- [What you have to do]: Reproduce the passage on the Falkirk candidate selection dispute word for word, from its first sentence to its last.

- [Document text]:
++++++++++
Labour has been thrown into turmoil over the choice of an general election candidate in Falkirk amid accusations of ballot-rigging by Unite, which is Labour's biggest donor.
One senior party figure told the Independent: "It was all very depressing - I thought we had seen the end of that sort of thing 20 years ago."
David Blunkett, the former Home Secretary, urged the party to release the conclusions of an internal report into alleged wrong-doing in the constituency.
He said Labour had reacted swiftly to that controversy, but added that Mr Miliband had to intensify efforts to distance himself from its biggest union backers, which helped him win the leadership.
"The trade union vote of their members was very decisive. Perception really matters, I'd be daft to suggest that it doesn't. We can't have a go at the vested interest of the Tory party if we don't clear our own house," Mr Blunkett told BBC1.
++++++++++
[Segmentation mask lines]
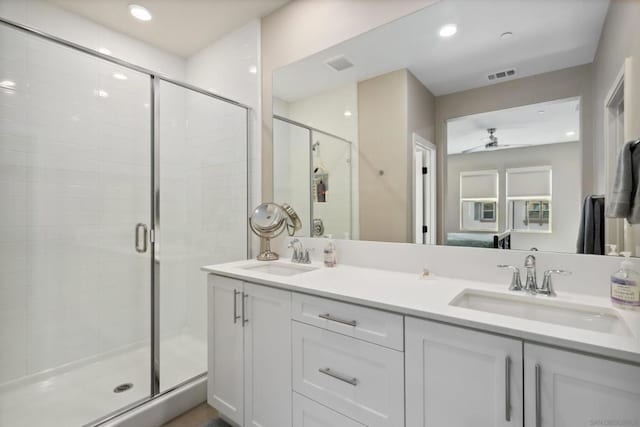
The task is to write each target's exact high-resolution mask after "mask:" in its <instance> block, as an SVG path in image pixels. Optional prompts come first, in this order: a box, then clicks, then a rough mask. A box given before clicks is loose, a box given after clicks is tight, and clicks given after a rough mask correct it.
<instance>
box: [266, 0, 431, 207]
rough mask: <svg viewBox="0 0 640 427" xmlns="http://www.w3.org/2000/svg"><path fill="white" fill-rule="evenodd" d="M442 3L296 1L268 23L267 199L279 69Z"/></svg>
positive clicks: (418, 0)
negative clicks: (364, 32)
mask: <svg viewBox="0 0 640 427" xmlns="http://www.w3.org/2000/svg"><path fill="white" fill-rule="evenodd" d="M435 2H436V0H395V1H370V0H348V1H317V0H296V1H293V2H291V3H288V4H287V5H286V6H284V7H282V8H280V9H278V10H276V11H275V12H273V13H272V14H270V15H268V16H266V17H264V18H262V32H261V45H262V51H261V54H262V58H261V61H262V129H261V130H260V131H261V132H262V175H263V180H262V197H263V200H271V198H272V193H273V191H272V180H271V176H272V169H273V161H272V154H273V153H272V146H273V139H272V135H271V133H272V120H271V117H272V114H273V113H272V99H271V98H272V94H273V90H272V75H273V71H274V70H275V69H276V68H279V67H282V66H285V65H287V64H290V63H291V62H294V61H297V60H299V59H302V58H304V57H307V56H309V55H311V54H313V53H316V52H320V51H322V50H324V49H326V48H328V47H331V46H333V45H336V44H338V43H341V42H343V41H345V40H348V39H350V38H352V37H355V36H357V35H359V34H362V33H364V32H366V31H369V30H372V29H373V28H376V27H379V26H380V25H383V24H386V23H388V22H391V21H393V20H395V19H398V18H401V17H403V16H405V15H408V14H410V13H412V12H415V11H417V10H420V9H422V8H424V7H426V6H428V5H430V4H433V3H435Z"/></svg>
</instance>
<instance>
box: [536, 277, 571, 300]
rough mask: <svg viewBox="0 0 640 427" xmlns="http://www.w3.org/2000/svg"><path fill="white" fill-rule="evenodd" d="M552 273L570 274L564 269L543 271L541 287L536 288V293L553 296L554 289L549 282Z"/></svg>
mask: <svg viewBox="0 0 640 427" xmlns="http://www.w3.org/2000/svg"><path fill="white" fill-rule="evenodd" d="M552 274H560V275H563V276H568V275H569V274H571V272H570V271H566V270H547V271H545V272H544V280H543V281H542V287H540V289H538V293H539V294H542V295H546V296H548V297H555V296H556V291H555V289H553V282H551V275H552Z"/></svg>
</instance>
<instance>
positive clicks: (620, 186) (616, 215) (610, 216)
mask: <svg viewBox="0 0 640 427" xmlns="http://www.w3.org/2000/svg"><path fill="white" fill-rule="evenodd" d="M639 143H640V139H638V140H635V141H629V142H627V143H626V144H624V146H623V147H622V150H621V151H620V154H618V163H617V165H616V176H615V180H614V182H613V188H612V189H611V197H610V198H609V201H608V203H607V217H609V218H627V220H628V221H629V223H630V224H640V192H638V178H639V177H640V150H638V149H636V148H637V146H638V144H639Z"/></svg>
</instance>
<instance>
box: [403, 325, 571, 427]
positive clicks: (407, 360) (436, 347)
mask: <svg viewBox="0 0 640 427" xmlns="http://www.w3.org/2000/svg"><path fill="white" fill-rule="evenodd" d="M405 337H406V344H405V346H406V347H405V348H406V350H405V351H406V353H405V360H406V380H405V381H406V411H407V413H406V418H407V424H406V425H407V427H441V426H447V427H468V426H482V427H498V426H499V427H508V426H509V427H521V426H522V425H523V424H522V420H523V413H522V412H523V411H522V406H523V405H522V342H521V341H519V340H514V339H509V338H503V337H499V336H495V335H491V334H486V333H482V332H476V331H471V330H468V329H463V328H458V327H454V326H447V325H443V324H440V323H435V322H429V321H425V320H418V319H413V318H408V317H407V318H406V329H405ZM574 427H575V426H574Z"/></svg>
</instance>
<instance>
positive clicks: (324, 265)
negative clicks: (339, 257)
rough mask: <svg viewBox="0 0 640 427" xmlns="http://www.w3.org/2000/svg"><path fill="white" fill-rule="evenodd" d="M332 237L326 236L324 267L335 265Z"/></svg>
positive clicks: (335, 262) (329, 235)
mask: <svg viewBox="0 0 640 427" xmlns="http://www.w3.org/2000/svg"><path fill="white" fill-rule="evenodd" d="M332 237H333V236H332V235H331V234H328V235H327V246H325V248H324V266H325V267H335V266H336V264H337V257H336V245H334V244H333V239H332Z"/></svg>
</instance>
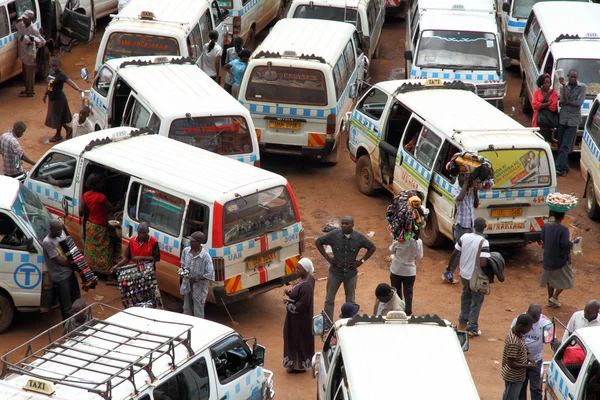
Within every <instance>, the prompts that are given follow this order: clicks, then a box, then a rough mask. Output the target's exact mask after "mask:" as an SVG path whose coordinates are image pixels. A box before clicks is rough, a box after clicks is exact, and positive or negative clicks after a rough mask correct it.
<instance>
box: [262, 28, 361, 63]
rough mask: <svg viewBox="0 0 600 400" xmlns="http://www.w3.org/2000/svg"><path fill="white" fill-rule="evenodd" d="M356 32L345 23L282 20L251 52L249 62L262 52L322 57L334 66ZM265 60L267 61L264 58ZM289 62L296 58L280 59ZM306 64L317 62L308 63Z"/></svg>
mask: <svg viewBox="0 0 600 400" xmlns="http://www.w3.org/2000/svg"><path fill="white" fill-rule="evenodd" d="M355 30H356V28H355V27H354V26H353V25H351V24H348V23H345V22H337V21H324V20H320V19H304V18H284V19H282V20H280V21H279V22H277V23H276V24H275V26H274V27H273V29H271V31H270V32H269V35H268V36H267V37H266V38H265V40H263V42H262V44H261V45H260V46H258V48H257V49H256V50H254V53H253V54H252V58H253V59H254V58H256V57H257V55H260V53H261V52H270V53H275V54H280V55H281V56H283V55H284V54H285V53H286V52H294V53H295V54H297V55H298V56H301V55H307V56H308V55H310V56H313V55H314V56H316V57H322V58H323V59H324V60H325V62H326V63H327V64H329V65H331V66H333V65H334V64H335V63H336V62H337V60H338V58H339V56H340V54H341V53H342V52H343V51H344V47H346V44H347V43H348V40H350V38H352V34H353V33H354V32H355ZM265 58H270V57H268V56H265ZM278 58H279V57H278ZM282 58H283V57H282ZM292 58H295V57H285V58H283V59H292ZM309 62H319V61H317V60H309Z"/></svg>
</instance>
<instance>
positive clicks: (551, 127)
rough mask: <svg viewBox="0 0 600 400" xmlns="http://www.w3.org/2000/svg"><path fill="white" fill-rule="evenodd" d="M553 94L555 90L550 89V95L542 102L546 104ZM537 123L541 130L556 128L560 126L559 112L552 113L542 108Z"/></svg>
mask: <svg viewBox="0 0 600 400" xmlns="http://www.w3.org/2000/svg"><path fill="white" fill-rule="evenodd" d="M553 92H554V89H550V90H549V91H548V95H547V96H546V97H544V100H543V101H542V103H546V102H547V101H548V99H549V98H550V96H552V93H553ZM535 122H536V124H537V126H539V127H540V128H546V129H553V128H556V127H557V126H558V112H556V111H550V109H549V108H541V109H540V110H539V111H538V115H537V118H536V121H535Z"/></svg>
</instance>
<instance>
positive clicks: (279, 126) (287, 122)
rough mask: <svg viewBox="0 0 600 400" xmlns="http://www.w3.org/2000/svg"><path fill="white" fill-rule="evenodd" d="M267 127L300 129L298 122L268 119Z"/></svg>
mask: <svg viewBox="0 0 600 400" xmlns="http://www.w3.org/2000/svg"><path fill="white" fill-rule="evenodd" d="M269 128H274V129H294V130H298V129H300V122H290V121H269Z"/></svg>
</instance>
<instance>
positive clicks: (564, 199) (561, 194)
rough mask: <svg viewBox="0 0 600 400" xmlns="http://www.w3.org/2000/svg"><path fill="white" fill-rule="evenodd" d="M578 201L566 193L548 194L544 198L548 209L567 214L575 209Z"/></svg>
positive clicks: (556, 193) (570, 194)
mask: <svg viewBox="0 0 600 400" xmlns="http://www.w3.org/2000/svg"><path fill="white" fill-rule="evenodd" d="M578 203H579V201H578V200H577V197H575V196H574V195H572V194H566V193H558V192H557V193H550V194H549V195H548V196H546V205H547V206H548V208H549V209H551V210H552V211H556V212H563V213H564V212H567V211H569V210H570V209H572V208H575V207H576V206H577V204H578Z"/></svg>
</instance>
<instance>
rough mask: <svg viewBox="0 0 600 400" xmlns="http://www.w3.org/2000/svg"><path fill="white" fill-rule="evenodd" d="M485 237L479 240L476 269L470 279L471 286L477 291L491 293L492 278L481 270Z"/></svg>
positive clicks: (486, 292)
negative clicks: (481, 259)
mask: <svg viewBox="0 0 600 400" xmlns="http://www.w3.org/2000/svg"><path fill="white" fill-rule="evenodd" d="M484 241H485V239H481V242H479V251H477V259H476V260H475V269H474V270H473V276H471V280H470V281H469V288H470V289H471V290H472V291H474V292H477V293H481V294H490V279H489V278H488V276H487V275H486V274H485V273H484V272H483V271H482V270H481V261H480V258H481V248H482V247H483V242H484Z"/></svg>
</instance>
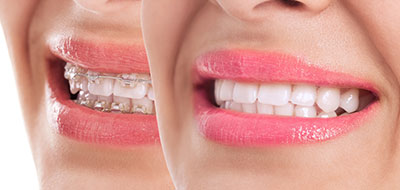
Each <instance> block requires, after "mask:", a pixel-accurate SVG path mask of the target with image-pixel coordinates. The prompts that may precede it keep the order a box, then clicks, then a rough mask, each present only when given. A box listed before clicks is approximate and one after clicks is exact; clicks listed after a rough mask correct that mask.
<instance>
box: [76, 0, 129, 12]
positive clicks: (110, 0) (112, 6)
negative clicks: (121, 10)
mask: <svg viewBox="0 0 400 190" xmlns="http://www.w3.org/2000/svg"><path fill="white" fill-rule="evenodd" d="M74 2H75V3H76V4H77V5H78V6H80V7H82V8H84V9H86V10H88V11H91V12H94V13H100V14H101V13H113V12H116V11H118V10H120V9H122V8H124V7H125V6H126V3H127V2H131V0H74Z"/></svg>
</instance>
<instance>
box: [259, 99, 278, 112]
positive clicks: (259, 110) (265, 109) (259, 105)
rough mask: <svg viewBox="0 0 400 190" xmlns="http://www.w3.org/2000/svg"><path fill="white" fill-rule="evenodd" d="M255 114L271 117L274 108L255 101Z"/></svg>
mask: <svg viewBox="0 0 400 190" xmlns="http://www.w3.org/2000/svg"><path fill="white" fill-rule="evenodd" d="M257 113H260V114H268V115H272V114H274V107H273V106H272V105H268V104H263V103H260V102H258V101H257Z"/></svg>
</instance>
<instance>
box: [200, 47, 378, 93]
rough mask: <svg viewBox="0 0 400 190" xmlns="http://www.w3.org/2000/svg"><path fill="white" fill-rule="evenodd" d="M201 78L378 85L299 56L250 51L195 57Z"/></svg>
mask: <svg viewBox="0 0 400 190" xmlns="http://www.w3.org/2000/svg"><path fill="white" fill-rule="evenodd" d="M195 67H196V71H197V73H198V74H199V75H200V76H201V77H202V78H218V79H232V80H235V81H243V82H287V83H308V84H313V85H320V86H336V87H346V88H348V87H354V88H360V89H365V90H368V91H371V92H373V93H375V94H378V93H379V91H378V90H376V88H375V85H373V84H372V83H371V82H368V81H366V80H364V79H360V78H357V77H354V76H352V75H350V74H345V73H340V72H334V71H330V70H326V69H322V68H318V67H316V66H312V65H311V64H309V63H308V62H307V61H306V60H305V59H304V58H302V57H300V56H291V55H288V54H282V53H277V52H272V53H271V52H269V53H264V52H259V51H251V50H221V51H216V52H208V53H206V54H203V55H201V56H199V57H198V58H197V59H196V64H195Z"/></svg>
++++++++++
- [Exercise response]:
Labour has been thrown into turmoil over the choice of an general election candidate in Falkirk amid accusations of ballot-rigging by Unite, which is Labour's biggest donor.
One senior party figure told the Independent: "It was all very depressing - I thought we had seen the end of that sort of thing 20 years ago."
David Blunkett, the former Home Secretary, urged the party to release the conclusions of an internal report into alleged wrong-doing in the constituency.
He said Labour had reacted swiftly to that controversy, but added that Mr Miliband had to intensify efforts to distance himself from its biggest union backers, which helped him win the leadership.
"The trade union vote of their members was very decisive. Perception really matters, I'd be daft to suggest that it doesn't. We can't have a go at the vested interest of the Tory party if we don't clear our own house," Mr Blunkett told BBC1.